>> start Selected excerpt
Officials of the world’s largest consumer electronics maker also said Sony would launch a rival to Apple Computer Inc’s iPod digital music player next year for as little as $60.
Sony described a prototype for its PSP gaming device — due out before the end of 2004 — during a presentation to U.S. investors that reiterated plans to restore profitability at the company.
“PSP will be the Walkman of the future,” declared Ken Kutaragi, Sony’s executive deputy president and head of its gaming business, comparing a PSP prototype to Sony’s highly successful earlier generation of music players.
PSP is designed to rival Nintendo Co. Ltd’s Game Boy handheld game player, mobile phone maker Nokia Oyj’s N-Gage wireless gaming device and Apple’s iPod and iTunes music download service.
Sony plans to eventually add telecommunication features, Kutaragi told a news conference afterward, lending credence to speculation PSP devices would also serve as mobile phones.
Sony currently envisions a device that looks somewhat similar to Nokia’s recently introduced N-Gage gaming phone, but with a bigger display that makes it looks more like a handheld television.
The “concept model” showed off by Kutaragi was a one-piece device designed to be grasped in two hands, with a bright, color screen roughly 4.5 inches (11.4 cm) in diameter, he told Reuters.
“PSP will not be one kind of product,” Kutaragi said. Rather, it is a platform of related devices with the capacity to add or subtract features, he said, while stressing that final design details are not expected to be revealed until later.
While crediting Apple and its chief executive, Steve Jobs, for the success of the iPod, Sony officials said the PSP would allow consumers to watch music videos as well as listen to digital tunes.
“We are taking on iPod with our new device,” another Sony official said. “We are coming at him (Steve Jobs) on that front.”
Sony executives said that next year it will introduce versions of a rival music player to the iPod for as little as $60, a price only one-quarter or less than the $200 to $400 Apple charges for various versions of its sleek product.
Apple’s lead in innovating in the portable music sector practically invented by Sony has been highlighted as typical of the problems at the Japanese company, which last month reported a 25 percent drop in quarterly profits.
>> end Selected excerpt
>> start Supplied information
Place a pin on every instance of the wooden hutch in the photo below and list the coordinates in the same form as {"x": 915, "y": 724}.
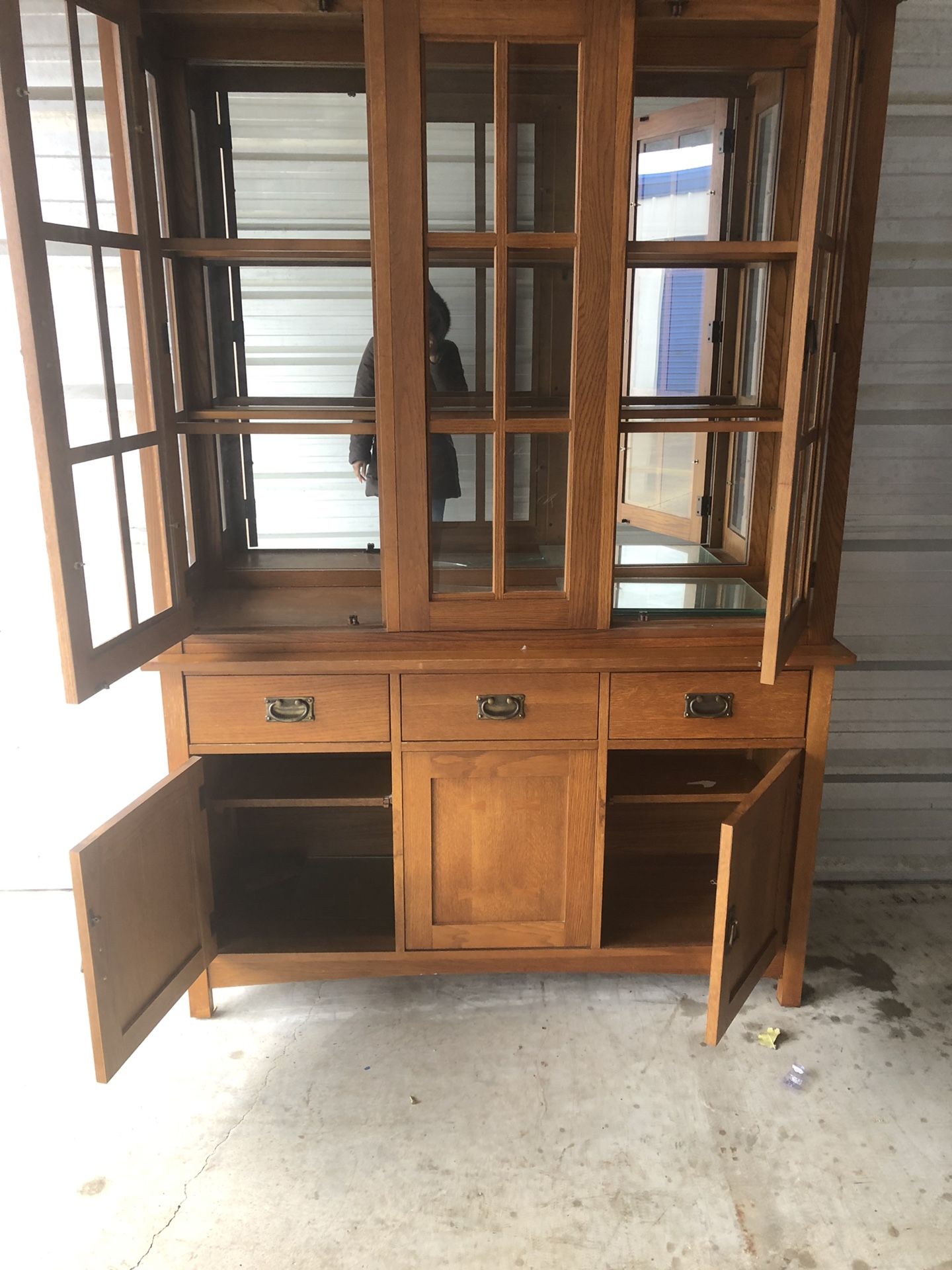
>> end Supplied information
Set task 1 — Do these statements agree with the Sony PSP article above? Answer yes or no for each, and quote the words from the article that settle it. (a) The PSP was due out before the end of 2004. (b) The screen on the concept model was roughly 6 inches across. (c) Sony had reported a 25 percent drop in quarterly profits the month before.
Set task 2 — Retype everything in the Sony PSP article from "Sony plans to" down to "revealed until later.", without changing a word.

Written response 1 —
(a) Yes: "due out before the end of 2004"
(b) No: "a bright, color screen roughly 4.5 inches (11.4 cm) in diameter"
(c) Yes: "last month reported a 25 percent drop in quarterly profits"

Written response 2 —
Sony plans to eventually add telecommunication features, Kutaragi told a news conference afterward, lending credence to speculation PSP devices would also serve as mobile phones.
Sony currently envisions a device that looks somewhat similar to Nokia’s recently introduced N-Gage gaming phone, but with a bigger display that makes it looks more like a handheld television.
The “concept model” showed off by Kutaragi was a one-piece device designed to be grasped in two hands, with a bright, color screen roughly 4.5 inches (11.4 cm) in diameter, he told Reuters.
“PSP will not be one kind of product,” Kutaragi said. Rather, it is a platform of related devices with the capacity to add or subtract features, he said, while stressing that final design details are not expected to be revealed until later.